ANWEISUNG A:
Zählen Sie die Zeilen der Datensätze, in denen die Zeichenfolge „queried“ steht. Geben Sie nur die Zahl an.

-- -- --

Drüben ist für mich genauso „hier“ und genauso real wie das Sichtbare und Greifbare unmittelbar um mich herum. Meinen beiden Helden im Buch geht es nicht anders. Annuschka und Piotr scheint es nur im Kontext meiner Geschichte zu geben, doch, so unwahrscheinlich wie es klingt, sind sie für mich inzwischen lebendiger als ich selbst in meiner eigenen Wahrnehmung. Wer von uns ist erdacht? Im Sinne von Annuschka gibt es drüben, solange man daran glaubt. Der Leser soll schließlich entscheiden, ob es die beiden wirklich gegeben hat oder nur Annuschka oder nur Piotr und wer von den beiden Briefe geschrieben hat. Mein Versuch bestand hauptsächlich darin, alle möglichen und unmöglichen Grenzen zu verwischen, ganz leise an den eingebrannten Denkkategorien zu rütteln.
Der Stil des Werkes erinnert mich an pädagogisch wertvolle Märchenerzählungen. Es ist sehr viel Lebensweisheit in die Briefe verpackt. Die Gedanken sind dermaßen philosophisch durchsetzt, dass sich die Frage aufdrängt, ob Sie Philosophie studiert haben oder großes Interesse dafür zeigen.
Ich glaube nicht, dass man sich für Philosophie interessieren kann. Sie ist eine Daseinsform und keine Aktivität. Das Schöne ist, dass sehr viele bis zum Schluss gar nicht merken, dass sie durch und durch Philosophen sind. An den großen Fragen der Menschheit kommt man unmöglich vorbei. Kaum hat man als Kind ein Märchen gehört, hat man seine Seele der Philosophie verschrieben.

-- -- --

ANWEISUNG B:
Geben Sie bitte den Abschnitt des Textes oben zwischen „Drüben ist für“ und „Denkkategorien zu rütteln.“ einschließlich wortgetreu aus.

-- -- --

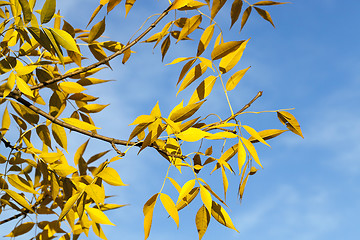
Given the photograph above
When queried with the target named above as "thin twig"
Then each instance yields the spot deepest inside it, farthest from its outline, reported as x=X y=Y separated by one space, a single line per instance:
x=105 y=60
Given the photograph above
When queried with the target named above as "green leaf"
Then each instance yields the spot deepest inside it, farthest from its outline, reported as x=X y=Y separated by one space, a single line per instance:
x=48 y=11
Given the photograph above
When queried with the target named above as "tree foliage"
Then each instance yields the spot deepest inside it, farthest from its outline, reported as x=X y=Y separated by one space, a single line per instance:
x=44 y=99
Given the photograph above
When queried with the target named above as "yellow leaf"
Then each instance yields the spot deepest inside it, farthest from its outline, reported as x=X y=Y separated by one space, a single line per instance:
x=96 y=192
x=169 y=205
x=143 y=119
x=192 y=75
x=98 y=216
x=97 y=30
x=23 y=87
x=64 y=169
x=47 y=11
x=93 y=108
x=128 y=6
x=235 y=11
x=290 y=121
x=176 y=185
x=186 y=188
x=21 y=229
x=44 y=134
x=192 y=135
x=110 y=176
x=59 y=135
x=19 y=199
x=255 y=134
x=80 y=124
x=183 y=113
x=241 y=155
x=65 y=40
x=202 y=221
x=21 y=184
x=245 y=16
x=228 y=62
x=224 y=49
x=9 y=84
x=267 y=134
x=148 y=213
x=71 y=87
x=251 y=150
x=177 y=60
x=203 y=90
x=190 y=25
x=221 y=135
x=217 y=5
x=51 y=157
x=206 y=197
x=221 y=216
x=235 y=79
x=265 y=15
x=205 y=39
x=225 y=181
x=68 y=205
x=5 y=125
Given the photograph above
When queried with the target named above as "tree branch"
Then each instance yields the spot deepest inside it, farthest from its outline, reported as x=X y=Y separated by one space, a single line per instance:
x=105 y=60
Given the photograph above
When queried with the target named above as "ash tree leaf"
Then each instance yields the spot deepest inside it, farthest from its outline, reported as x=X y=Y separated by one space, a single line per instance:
x=267 y=134
x=71 y=87
x=235 y=11
x=148 y=211
x=219 y=213
x=47 y=11
x=224 y=49
x=26 y=10
x=265 y=15
x=97 y=30
x=216 y=6
x=205 y=39
x=110 y=176
x=251 y=150
x=19 y=199
x=170 y=207
x=202 y=221
x=98 y=216
x=245 y=16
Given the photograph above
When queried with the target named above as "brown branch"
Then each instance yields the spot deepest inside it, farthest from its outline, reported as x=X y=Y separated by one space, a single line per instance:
x=69 y=126
x=259 y=94
x=105 y=60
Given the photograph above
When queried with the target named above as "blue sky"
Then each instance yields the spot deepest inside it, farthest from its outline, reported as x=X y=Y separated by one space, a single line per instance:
x=307 y=187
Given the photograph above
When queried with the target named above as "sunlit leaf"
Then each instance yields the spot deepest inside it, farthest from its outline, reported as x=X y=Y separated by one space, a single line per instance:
x=219 y=213
x=169 y=205
x=251 y=150
x=202 y=221
x=98 y=216
x=110 y=176
x=290 y=121
x=47 y=11
x=265 y=15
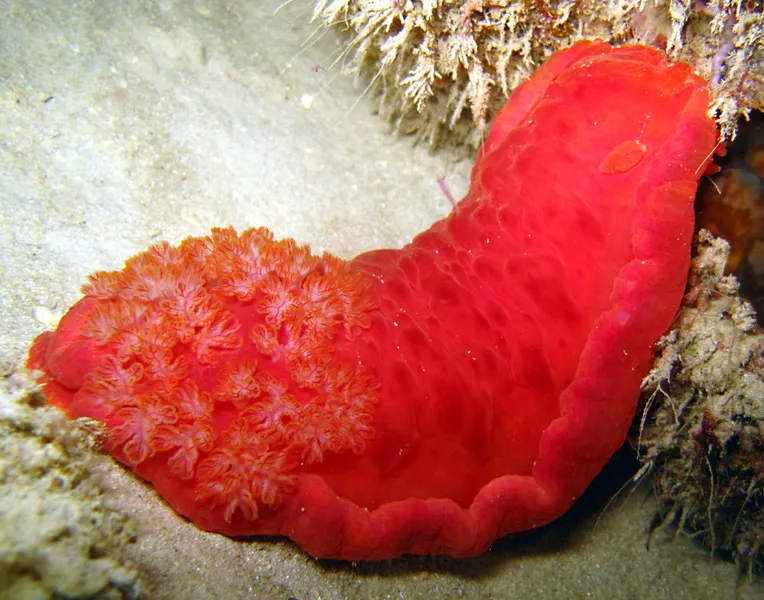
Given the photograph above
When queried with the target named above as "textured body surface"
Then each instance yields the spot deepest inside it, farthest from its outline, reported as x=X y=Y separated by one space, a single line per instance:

-- -- --

AUSGABE A:
10

AUSGABE B:
Drüben ist für mich genauso „hier“ und genauso real wie das Sichtbare und Greifbare unmittelbar um mich herum. Meinen beiden Helden im Buch geht es nicht anders. Annuschka und Piotr scheint es nur im Kontext meiner Geschichte zu geben, doch, so unwahrscheinlich wie es klingt, sind sie für mich inzwischen lebendiger als ich selbst in meiner eigenen Wahrnehmung. Wer von uns ist erdacht? Im Sinne von Annuschka gibt es drüben, solange man daran glaubt. Der Leser soll schließlich entscheiden, ob es die beiden wirklich gegeben hat oder nur Annuschka oder nur Piotr und wer von den beiden Briefe geschrieben hat. Mein Versuch bestand hauptsächlich darin, alle möglichen und unmöglichen Grenzen zu verwischen, ganz leise an den eingebrannten Denkkategorien zu rütteln.